Across the records below, report how many lines include the word "door", stating the number alone.

☆ ☆ ☆ ☆ ☆

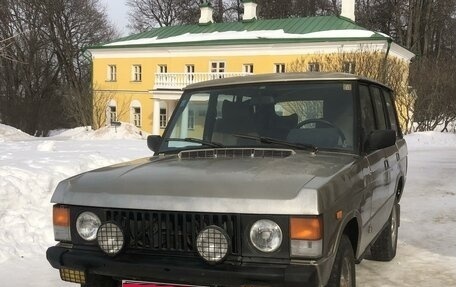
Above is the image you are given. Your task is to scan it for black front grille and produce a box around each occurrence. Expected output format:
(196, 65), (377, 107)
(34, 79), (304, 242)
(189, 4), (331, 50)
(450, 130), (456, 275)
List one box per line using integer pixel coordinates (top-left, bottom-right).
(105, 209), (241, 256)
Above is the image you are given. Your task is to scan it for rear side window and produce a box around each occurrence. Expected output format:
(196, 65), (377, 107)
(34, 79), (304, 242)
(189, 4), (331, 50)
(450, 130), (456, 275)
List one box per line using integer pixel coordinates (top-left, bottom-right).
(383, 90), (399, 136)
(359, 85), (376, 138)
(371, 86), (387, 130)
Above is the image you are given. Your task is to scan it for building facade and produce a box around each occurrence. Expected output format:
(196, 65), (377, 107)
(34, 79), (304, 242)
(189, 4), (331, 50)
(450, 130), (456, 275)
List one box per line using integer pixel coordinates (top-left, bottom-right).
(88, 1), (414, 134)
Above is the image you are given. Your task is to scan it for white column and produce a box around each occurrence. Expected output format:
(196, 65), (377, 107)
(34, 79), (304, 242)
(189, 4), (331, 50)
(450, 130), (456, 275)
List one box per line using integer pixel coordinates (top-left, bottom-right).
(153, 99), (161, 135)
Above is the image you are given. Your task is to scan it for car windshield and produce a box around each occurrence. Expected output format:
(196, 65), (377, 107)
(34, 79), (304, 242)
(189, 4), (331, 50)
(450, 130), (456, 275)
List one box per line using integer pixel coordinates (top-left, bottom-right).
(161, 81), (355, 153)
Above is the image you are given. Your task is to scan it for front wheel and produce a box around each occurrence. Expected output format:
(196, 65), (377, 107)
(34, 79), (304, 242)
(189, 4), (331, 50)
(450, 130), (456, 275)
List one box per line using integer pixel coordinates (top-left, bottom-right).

☆ ☆ ☆ ☆ ☆

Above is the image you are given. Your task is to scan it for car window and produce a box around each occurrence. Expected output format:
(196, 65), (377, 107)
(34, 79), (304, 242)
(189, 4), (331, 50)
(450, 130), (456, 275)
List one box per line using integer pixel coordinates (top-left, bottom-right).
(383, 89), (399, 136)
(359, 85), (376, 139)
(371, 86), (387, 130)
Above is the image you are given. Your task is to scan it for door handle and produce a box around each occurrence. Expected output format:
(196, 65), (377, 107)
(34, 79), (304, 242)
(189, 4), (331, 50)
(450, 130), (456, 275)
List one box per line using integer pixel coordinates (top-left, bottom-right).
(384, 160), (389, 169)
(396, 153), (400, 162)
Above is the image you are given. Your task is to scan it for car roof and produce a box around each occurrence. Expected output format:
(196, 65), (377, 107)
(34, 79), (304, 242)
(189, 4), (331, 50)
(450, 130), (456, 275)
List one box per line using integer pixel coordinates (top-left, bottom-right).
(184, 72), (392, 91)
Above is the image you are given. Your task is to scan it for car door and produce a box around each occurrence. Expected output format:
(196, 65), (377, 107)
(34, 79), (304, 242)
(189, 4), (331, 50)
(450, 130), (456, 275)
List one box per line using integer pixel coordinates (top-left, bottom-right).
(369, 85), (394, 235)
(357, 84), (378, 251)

☆ ☆ ☆ ☆ ☆

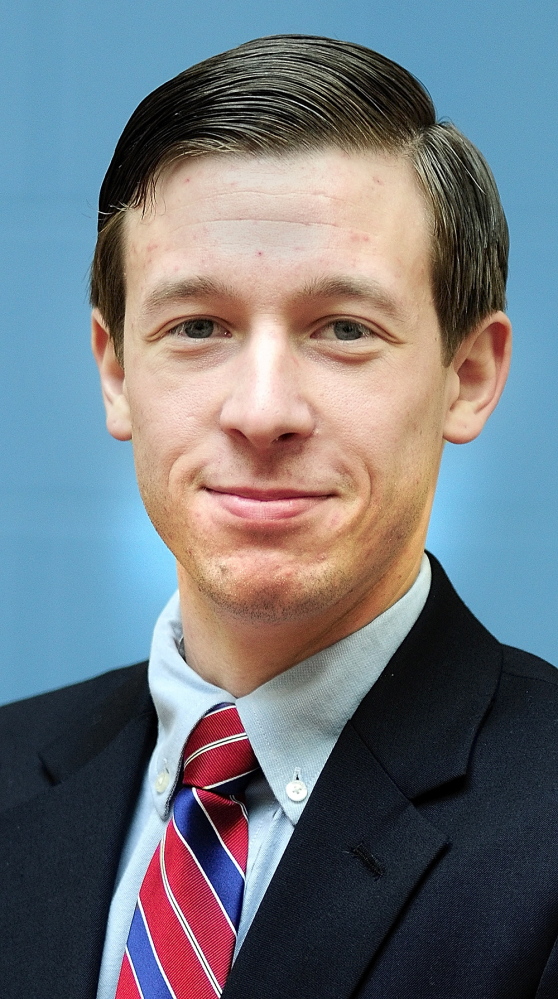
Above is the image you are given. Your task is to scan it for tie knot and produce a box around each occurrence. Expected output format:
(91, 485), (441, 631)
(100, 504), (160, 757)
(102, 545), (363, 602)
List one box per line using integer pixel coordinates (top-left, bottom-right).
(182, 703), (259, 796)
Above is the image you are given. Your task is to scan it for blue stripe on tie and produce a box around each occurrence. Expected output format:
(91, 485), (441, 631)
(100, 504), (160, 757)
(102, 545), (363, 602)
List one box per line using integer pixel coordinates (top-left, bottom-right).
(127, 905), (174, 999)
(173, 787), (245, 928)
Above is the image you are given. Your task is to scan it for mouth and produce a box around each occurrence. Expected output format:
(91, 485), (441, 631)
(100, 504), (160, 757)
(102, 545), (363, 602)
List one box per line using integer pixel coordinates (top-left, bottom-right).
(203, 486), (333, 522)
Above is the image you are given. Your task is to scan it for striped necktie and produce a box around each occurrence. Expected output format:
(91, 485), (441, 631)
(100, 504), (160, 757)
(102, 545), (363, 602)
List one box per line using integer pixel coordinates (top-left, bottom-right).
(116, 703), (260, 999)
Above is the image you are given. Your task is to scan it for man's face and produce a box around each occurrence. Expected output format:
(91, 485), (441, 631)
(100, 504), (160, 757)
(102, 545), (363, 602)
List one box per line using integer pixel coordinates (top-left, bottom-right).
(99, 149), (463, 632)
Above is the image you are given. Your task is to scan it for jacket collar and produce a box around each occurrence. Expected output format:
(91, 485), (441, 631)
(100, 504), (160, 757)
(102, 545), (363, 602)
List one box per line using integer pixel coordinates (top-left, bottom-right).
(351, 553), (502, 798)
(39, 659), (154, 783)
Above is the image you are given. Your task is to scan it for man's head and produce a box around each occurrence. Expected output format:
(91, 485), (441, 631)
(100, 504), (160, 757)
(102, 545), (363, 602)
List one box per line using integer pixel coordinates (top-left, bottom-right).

☆ ☆ ☆ ☆ ☆

_Output of the task_
2